[What you should do]: Since only the written part is wanted, repeat the records exactly and omit the pictures.

Collection entries:
↓↓↓

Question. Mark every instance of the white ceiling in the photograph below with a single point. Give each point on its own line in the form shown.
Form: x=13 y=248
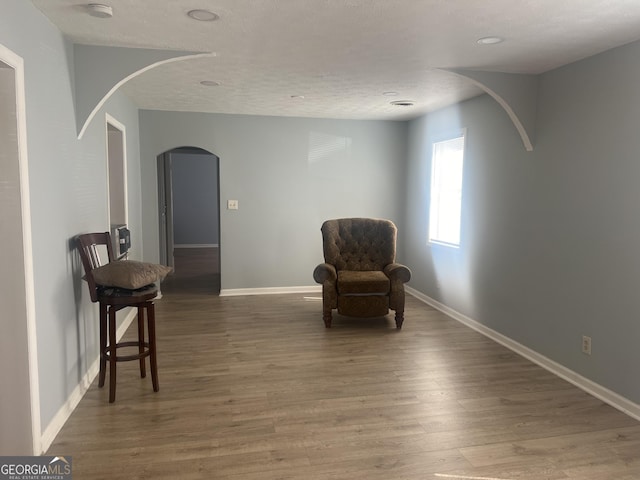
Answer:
x=342 y=55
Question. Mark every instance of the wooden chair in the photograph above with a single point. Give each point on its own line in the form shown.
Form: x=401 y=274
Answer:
x=111 y=300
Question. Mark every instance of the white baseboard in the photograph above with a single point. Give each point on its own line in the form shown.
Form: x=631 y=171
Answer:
x=612 y=398
x=63 y=414
x=231 y=292
x=196 y=245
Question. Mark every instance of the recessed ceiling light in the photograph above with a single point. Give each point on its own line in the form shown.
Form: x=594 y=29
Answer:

↑↑↑

[The completed task]:
Question. Mark every instance of the white ceiling in the photograph below with a single point. Give each point on its own line in the form shown.
Form: x=13 y=248
Answer:
x=342 y=55
Question. Mark every instance of the wooden chair in the photograph above with a single point. Give each point on its own line in the form shown.
Form: x=401 y=274
Answer:
x=111 y=300
Question. Mark every instance of the white baseboard in the photograph above with a single point. Give each point on its own line in the form shown.
Form: x=631 y=171
Answer:
x=612 y=398
x=63 y=414
x=231 y=292
x=196 y=245
Question. Mark every instance of the recessed ceiling light in the photograph above with a single point. Give each point on its own line in the form shown.
Form: x=594 y=29
Answer:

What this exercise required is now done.